-- Written task --
Reproduce the data from the line with "Would you kindly put a point on the clear" up to and including the line with "point(188, 378)", replacing "loader headlight" with "front headlight" and changing nothing else. Give only those lines.

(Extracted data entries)
---

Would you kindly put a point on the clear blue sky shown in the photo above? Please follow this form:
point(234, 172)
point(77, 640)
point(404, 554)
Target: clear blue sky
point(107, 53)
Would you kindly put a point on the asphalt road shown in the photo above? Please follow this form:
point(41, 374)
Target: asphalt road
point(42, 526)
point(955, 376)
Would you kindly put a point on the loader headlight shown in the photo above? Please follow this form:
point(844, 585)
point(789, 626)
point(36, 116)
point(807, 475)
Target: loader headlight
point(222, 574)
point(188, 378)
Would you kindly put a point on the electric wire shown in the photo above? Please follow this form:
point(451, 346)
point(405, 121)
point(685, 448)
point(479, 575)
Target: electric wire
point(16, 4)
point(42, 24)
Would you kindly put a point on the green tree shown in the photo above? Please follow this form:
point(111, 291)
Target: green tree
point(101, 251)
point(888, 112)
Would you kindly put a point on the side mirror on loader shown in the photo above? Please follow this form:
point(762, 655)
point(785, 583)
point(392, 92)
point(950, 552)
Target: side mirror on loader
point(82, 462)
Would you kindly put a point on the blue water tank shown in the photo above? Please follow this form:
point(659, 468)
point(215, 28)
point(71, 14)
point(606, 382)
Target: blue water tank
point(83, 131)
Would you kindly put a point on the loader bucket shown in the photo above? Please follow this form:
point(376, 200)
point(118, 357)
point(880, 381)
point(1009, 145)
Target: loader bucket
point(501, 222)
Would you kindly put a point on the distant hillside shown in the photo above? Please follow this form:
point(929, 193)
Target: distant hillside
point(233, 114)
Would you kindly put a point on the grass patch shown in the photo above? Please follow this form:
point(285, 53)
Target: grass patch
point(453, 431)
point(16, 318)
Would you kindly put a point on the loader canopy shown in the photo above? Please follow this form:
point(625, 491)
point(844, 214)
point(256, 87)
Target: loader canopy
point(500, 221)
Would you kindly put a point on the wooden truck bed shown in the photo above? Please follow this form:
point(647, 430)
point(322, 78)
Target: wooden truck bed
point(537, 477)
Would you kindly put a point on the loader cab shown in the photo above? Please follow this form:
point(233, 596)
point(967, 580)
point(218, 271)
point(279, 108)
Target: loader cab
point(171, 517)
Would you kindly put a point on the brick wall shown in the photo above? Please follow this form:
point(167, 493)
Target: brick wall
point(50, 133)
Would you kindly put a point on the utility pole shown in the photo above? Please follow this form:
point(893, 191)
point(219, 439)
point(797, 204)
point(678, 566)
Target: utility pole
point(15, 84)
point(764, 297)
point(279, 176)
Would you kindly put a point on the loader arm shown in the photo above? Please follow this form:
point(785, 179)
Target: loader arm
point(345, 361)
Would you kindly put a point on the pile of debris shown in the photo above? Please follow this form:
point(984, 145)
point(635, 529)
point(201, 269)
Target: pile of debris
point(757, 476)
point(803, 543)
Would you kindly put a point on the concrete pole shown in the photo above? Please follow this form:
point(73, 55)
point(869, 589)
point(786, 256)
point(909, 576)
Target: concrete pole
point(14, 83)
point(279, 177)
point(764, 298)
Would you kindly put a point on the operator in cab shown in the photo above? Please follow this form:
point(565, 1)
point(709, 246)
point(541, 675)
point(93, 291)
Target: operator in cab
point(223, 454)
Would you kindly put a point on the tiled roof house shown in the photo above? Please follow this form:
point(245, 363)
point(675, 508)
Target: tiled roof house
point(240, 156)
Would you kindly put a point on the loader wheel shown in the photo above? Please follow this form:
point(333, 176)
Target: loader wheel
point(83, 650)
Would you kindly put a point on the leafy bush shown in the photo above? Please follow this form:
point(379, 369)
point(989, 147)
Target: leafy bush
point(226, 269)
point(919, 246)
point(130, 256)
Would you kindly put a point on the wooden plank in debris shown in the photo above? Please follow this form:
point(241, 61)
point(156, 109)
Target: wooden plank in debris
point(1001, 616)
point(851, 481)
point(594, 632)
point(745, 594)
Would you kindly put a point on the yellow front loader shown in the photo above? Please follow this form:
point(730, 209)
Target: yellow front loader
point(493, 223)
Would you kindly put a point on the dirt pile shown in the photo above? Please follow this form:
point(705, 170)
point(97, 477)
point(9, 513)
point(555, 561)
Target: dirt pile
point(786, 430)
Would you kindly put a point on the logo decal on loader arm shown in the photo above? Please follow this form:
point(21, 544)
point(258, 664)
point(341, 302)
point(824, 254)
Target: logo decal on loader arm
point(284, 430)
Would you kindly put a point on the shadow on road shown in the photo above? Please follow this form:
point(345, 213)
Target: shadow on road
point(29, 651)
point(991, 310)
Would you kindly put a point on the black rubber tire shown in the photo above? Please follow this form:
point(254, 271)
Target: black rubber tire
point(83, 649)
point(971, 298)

---

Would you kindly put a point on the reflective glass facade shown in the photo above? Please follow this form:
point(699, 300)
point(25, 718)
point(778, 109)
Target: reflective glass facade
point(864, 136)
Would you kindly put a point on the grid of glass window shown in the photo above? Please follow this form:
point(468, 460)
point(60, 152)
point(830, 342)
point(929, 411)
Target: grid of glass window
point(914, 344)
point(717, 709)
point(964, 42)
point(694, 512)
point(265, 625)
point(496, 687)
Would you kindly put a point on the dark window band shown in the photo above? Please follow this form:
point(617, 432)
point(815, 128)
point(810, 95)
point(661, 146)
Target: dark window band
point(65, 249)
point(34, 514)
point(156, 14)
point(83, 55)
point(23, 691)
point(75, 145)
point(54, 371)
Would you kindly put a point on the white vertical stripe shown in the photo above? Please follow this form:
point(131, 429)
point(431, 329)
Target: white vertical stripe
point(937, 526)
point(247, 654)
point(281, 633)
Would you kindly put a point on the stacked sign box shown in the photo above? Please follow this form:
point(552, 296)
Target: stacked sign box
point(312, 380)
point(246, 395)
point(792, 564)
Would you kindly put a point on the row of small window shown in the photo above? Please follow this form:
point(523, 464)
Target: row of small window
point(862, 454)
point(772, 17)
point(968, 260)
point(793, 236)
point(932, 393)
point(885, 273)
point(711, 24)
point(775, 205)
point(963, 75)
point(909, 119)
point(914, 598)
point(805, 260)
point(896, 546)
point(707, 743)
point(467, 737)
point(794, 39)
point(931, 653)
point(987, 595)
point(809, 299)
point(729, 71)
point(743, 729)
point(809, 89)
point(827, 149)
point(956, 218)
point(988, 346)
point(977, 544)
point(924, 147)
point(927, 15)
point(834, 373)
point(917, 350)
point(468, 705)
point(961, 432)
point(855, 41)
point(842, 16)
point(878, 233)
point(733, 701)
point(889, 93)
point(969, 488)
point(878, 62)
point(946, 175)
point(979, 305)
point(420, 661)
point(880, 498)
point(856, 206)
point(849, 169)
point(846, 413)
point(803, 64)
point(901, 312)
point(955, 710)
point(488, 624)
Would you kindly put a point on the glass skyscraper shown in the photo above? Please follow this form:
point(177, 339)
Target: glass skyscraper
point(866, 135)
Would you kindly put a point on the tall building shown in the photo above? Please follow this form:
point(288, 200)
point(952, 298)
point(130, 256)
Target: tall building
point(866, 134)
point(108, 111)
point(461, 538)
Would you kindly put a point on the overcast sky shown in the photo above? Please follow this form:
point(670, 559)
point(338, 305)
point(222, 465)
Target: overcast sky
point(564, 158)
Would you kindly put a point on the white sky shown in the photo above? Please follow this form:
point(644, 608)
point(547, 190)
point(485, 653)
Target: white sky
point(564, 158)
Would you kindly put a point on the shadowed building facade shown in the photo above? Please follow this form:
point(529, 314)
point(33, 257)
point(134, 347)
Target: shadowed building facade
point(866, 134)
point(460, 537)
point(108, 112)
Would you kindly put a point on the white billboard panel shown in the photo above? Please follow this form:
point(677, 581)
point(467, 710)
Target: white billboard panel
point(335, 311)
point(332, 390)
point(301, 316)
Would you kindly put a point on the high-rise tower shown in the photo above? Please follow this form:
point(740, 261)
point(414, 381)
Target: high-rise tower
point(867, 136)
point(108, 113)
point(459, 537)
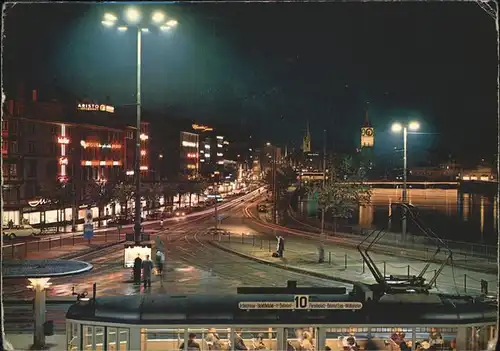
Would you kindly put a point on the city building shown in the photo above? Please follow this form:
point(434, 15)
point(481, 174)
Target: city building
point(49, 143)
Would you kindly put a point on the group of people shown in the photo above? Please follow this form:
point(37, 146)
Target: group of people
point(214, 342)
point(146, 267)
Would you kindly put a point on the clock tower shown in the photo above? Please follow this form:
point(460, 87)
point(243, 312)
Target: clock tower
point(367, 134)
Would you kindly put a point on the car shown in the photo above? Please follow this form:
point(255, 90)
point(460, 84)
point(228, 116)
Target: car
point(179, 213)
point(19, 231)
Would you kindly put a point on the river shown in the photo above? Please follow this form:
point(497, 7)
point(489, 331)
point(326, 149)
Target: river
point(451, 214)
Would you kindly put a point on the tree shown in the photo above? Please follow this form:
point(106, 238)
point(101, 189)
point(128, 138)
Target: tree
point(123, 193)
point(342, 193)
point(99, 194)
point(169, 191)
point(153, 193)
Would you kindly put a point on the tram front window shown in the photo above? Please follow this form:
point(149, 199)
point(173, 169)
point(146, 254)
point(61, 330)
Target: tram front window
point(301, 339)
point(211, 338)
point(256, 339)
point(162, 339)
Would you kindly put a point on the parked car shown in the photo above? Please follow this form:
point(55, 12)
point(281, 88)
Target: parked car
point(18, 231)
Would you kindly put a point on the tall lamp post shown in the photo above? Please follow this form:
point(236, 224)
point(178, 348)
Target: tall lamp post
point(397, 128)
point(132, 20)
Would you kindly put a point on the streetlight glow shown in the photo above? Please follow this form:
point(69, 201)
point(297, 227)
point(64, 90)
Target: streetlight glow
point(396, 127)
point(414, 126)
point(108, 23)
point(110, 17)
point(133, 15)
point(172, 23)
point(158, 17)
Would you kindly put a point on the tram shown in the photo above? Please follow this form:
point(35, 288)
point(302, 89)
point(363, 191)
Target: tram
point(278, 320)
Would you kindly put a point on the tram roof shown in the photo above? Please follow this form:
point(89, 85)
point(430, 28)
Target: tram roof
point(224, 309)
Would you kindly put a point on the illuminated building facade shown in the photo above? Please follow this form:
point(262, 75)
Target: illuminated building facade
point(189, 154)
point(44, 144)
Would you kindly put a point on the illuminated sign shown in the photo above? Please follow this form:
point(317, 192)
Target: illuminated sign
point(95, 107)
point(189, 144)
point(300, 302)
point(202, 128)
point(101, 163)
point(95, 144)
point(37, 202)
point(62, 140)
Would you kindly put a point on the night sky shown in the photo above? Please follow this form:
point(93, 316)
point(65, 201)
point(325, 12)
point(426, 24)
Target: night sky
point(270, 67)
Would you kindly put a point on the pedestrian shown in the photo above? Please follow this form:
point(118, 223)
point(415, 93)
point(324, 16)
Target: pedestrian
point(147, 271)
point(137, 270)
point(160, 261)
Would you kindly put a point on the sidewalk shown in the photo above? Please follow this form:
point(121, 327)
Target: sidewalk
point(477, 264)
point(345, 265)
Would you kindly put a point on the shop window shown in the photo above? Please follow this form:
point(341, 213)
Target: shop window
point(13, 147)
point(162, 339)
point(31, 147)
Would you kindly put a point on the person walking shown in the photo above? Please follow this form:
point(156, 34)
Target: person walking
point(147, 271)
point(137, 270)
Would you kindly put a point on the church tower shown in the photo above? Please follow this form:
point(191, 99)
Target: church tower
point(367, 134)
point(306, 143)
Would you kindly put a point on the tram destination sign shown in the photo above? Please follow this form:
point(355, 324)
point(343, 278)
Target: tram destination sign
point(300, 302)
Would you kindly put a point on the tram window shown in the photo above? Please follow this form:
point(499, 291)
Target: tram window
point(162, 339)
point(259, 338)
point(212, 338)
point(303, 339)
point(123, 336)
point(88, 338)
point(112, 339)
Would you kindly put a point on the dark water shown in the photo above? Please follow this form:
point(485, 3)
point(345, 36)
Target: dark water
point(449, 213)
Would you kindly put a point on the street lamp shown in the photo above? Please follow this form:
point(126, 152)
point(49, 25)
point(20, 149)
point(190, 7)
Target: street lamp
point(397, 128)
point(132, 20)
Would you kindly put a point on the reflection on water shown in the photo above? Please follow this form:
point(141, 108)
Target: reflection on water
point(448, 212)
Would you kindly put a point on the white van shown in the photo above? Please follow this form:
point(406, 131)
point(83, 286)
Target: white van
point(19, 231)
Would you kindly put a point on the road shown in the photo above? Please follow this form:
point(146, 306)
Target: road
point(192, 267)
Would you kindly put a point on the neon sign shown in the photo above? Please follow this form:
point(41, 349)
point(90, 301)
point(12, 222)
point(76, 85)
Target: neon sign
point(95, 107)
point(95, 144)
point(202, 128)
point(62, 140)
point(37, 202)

---

-- Answer for the task --
Would you kindly put a point on the clear blue sky shown in the photo above? Please follow this form:
point(234, 172)
point(77, 640)
point(404, 554)
Target: clear blue sky
point(107, 53)
Would you kindly put a point on the asphalt road shown in the photo above? Please follow this form:
point(41, 374)
Target: asphalt road
point(42, 526)
point(955, 376)
Would you kindly put a point on the front headlight shown in the photo above? Please follow this form:
point(844, 585)
point(789, 626)
point(36, 116)
point(807, 475)
Target: front headlight
point(222, 574)
point(188, 378)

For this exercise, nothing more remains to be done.